CONSIGNE A
Réécrivez toutes les lignes des enregistrements en tableau Markdown à deux colonnes : « N° » pour le numéro de ligne et « Contenu » pour la ligne elle-même. Laissez de côté les lignes vides.

L’aliénation étant l’état originel de tous les esprits, trouver une parole qui soit la sienne n’incombe pas qu’aux colonisés. Le mécanisme du Crépuscule du tourment veut qu’en l’absence de destinataire, les digues lâchent pour que le message affronte la lumière du dehors. D’une parole qui se cherche, parfois à haute et intelligible voix, parfois dans un râle et parfois encore, dans un mouvement conquérant qui tout à l’ivresse de se sentir exister, s’élève et s’éloigne progressivement du lieu qui l’a vu naître, l’image qui affleure n’est pas celle d’un roman à thèse mais d’un monde – particulier certes, mais, à l’exemple de ce que l’on rencontre aux meilleurs endroits de la littérature, miroitant, propice à l’identification. Il est vrai qu’en usant des ressorts de la tragédie classique, Léonora Miano engage ses personnages dans des expériences communes à l’humanité toute entière. Madame, Amandla, Ixora et Tiki ont beau porter des prénoms évocateurs de leurs destinées singulières, ce fonds inépuisable de la fiction que sont la famille, l’amour et l’échec nous les restituent dans une dimension universelle qui nous les rend proches, familières. La parole vient sans retenue et sans narcissisme, dans l’urgence de la mise en circulation des idées.

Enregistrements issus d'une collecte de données
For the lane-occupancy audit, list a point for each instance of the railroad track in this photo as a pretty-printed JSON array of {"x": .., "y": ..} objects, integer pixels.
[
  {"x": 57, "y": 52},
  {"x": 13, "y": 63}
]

CONSIGNE B
Prolongez le texte critique sur Crépuscule du tourment en reprenant juste après sa dernière phrase.

RÉPONSE ATTENDUE A
| N° | Contenu |
|---|---|
| 1 | For the lane-occupancy audit, list a point for each instance of the railroad track in this photo as a pretty-printed JSON array of {"x": .., "y": ..} objects, integer pixels. |
| 2 | [ |
| 3 |   {"x": 57, "y": 52}, |
| 4 |   {"x": 13, "y": 63} |
| 5 | ] |

RÉPONSE ATTENDUE B
Encore ne suffit-il pas de vouloir dire, encore faut-il retrouver sa langue. Ainsi, avant même de livrer accès à l’intériorité qu’il recèle, le monologue fait entendre une voix, la musique propre à chacun. « J’avais envie d’écrire un roman qui s’entende autant qu’il se lise » précise Léonora Miano, et on songe à Faulkner, figure tutélaire majeure pour qui fut bercé dès le plus jeune âge par les grands noms de la culture européenne. Cet inconscient « nordiste » qu’elle porte en elle, comme elle voudrait l’avoir construit elle-même plutôt que reçu en héritage ! Non qu’elle rejette cet héritage, au contraire, « les cultures vivent en moi de façon non conflictuelles » tient-elle à clarifier. Mais ces affinités plus ou moins électives avec Shakespeare, Steinbeck et O’Connor ne la réconcilient pas avec le fait que loin d’être exceptionnelle, de telles préférences prospèrent en Afrique au détriment des productions locales. Les colonisés, explique-t-elle, n’enseignent même pas leur propre langue aux enfants. En matière d’éducation, le lycée français reste la référence absolue. La littérature occidentale doit largement son influence à l’espace qu’elle occupe dans les hautes sphères de la société et dans les écoles. Léonora Miano sait très bien de quoi elle parle puisque après avoir refusé de se rendre au lycée français auquel le statut social de ses parents lui donnait accès, elle a fini par consentir à poursuivre des études de lettres américaines en France. C’est encore là qu’elle réside aujourd’hui et que se construit une œuvre entièrement rédigée en français. En aucun cas son histoire et sa réussite personnelles ne l’autorisent à acquiescer au déni culturel dans lequel s’obstine l’Afrique.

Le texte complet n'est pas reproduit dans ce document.